### Work to complete
Find every line of the records that contains the word "rein" and copy each of those lines.
-- START Data excerpts --
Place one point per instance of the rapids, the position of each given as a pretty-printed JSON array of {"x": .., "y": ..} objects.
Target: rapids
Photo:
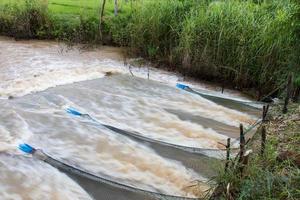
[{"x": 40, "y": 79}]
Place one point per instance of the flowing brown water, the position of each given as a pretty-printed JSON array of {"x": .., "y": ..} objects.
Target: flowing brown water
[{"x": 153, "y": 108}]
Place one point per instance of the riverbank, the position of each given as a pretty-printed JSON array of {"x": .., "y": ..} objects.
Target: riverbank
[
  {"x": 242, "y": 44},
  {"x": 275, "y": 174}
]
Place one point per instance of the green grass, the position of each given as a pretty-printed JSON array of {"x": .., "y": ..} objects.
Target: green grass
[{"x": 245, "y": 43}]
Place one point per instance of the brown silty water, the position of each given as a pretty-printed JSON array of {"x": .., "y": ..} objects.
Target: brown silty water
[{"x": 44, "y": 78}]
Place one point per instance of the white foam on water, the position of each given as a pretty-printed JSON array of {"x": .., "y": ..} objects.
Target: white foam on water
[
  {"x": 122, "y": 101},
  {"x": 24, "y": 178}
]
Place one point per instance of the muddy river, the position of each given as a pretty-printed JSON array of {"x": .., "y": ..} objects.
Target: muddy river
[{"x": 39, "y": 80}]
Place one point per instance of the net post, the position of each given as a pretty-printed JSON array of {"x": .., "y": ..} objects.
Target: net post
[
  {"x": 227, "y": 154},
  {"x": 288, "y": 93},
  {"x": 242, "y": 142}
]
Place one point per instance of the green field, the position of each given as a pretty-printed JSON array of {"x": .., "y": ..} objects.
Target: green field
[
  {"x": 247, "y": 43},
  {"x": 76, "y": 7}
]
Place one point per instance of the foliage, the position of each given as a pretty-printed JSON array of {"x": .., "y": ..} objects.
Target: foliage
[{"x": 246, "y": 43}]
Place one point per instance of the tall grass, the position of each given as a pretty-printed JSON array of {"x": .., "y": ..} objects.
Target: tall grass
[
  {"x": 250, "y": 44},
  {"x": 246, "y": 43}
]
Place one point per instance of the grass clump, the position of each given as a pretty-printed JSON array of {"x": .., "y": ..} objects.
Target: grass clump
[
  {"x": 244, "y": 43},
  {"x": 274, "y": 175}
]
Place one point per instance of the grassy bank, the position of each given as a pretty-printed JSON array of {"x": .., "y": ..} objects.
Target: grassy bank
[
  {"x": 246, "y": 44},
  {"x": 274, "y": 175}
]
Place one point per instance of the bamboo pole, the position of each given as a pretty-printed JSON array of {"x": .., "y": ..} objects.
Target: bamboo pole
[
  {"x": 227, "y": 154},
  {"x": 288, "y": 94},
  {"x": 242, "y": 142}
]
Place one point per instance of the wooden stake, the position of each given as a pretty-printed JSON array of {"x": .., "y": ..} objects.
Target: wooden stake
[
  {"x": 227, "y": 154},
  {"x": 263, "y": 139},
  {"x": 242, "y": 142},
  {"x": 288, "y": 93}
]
-- END Data excerpts --
-- START Data excerpts --
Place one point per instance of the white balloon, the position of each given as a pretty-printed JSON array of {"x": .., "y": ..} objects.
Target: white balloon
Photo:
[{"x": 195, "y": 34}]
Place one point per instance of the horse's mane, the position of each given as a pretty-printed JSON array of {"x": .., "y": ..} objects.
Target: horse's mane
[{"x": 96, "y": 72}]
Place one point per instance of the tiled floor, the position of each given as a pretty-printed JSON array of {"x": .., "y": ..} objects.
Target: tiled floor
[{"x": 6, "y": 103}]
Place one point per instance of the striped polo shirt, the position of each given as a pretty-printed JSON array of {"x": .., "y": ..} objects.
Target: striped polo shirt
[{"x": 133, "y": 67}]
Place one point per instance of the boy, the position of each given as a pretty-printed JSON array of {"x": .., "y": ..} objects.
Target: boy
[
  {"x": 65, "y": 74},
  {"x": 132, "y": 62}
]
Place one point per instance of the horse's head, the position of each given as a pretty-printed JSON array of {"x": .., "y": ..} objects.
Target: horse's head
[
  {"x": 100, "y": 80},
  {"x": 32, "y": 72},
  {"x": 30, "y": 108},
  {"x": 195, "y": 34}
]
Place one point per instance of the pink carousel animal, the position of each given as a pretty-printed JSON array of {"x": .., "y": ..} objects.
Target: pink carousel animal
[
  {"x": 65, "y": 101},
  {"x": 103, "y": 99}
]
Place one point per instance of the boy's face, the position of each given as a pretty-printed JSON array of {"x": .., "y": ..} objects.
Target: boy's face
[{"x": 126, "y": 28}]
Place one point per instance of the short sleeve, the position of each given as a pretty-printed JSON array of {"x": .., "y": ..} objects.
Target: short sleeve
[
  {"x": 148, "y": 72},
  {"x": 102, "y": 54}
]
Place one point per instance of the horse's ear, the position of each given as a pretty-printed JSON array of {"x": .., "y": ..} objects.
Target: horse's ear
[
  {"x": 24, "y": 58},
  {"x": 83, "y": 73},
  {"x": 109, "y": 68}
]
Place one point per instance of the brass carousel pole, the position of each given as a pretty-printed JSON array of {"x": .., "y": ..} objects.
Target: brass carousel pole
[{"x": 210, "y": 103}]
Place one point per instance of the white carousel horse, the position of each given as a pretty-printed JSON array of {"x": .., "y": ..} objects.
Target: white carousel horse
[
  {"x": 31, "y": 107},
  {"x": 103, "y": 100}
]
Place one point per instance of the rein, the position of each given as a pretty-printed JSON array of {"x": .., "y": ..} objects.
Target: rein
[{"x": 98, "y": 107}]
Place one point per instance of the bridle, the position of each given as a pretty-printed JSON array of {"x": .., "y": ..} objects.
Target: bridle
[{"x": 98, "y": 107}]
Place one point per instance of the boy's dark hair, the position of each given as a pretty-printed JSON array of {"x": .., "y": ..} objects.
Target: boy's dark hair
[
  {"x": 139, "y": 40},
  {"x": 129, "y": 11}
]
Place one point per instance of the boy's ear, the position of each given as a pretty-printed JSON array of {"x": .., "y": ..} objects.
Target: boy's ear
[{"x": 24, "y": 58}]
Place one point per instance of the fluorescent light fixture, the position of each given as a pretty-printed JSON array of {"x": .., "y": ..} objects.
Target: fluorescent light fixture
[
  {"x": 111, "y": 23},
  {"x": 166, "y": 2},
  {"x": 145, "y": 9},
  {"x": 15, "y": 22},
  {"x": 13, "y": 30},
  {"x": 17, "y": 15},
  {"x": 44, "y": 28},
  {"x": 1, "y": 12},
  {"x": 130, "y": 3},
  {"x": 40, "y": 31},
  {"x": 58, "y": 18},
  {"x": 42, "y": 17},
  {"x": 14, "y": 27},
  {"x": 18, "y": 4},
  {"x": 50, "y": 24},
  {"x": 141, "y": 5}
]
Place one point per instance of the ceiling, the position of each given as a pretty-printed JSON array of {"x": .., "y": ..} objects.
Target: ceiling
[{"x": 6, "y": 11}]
-- END Data excerpts --
### Reply to the exercise
Place one point per instance of the rein, the position of each given as a pretty-printed JSON array of {"x": .., "y": ..} objects.
Target: rein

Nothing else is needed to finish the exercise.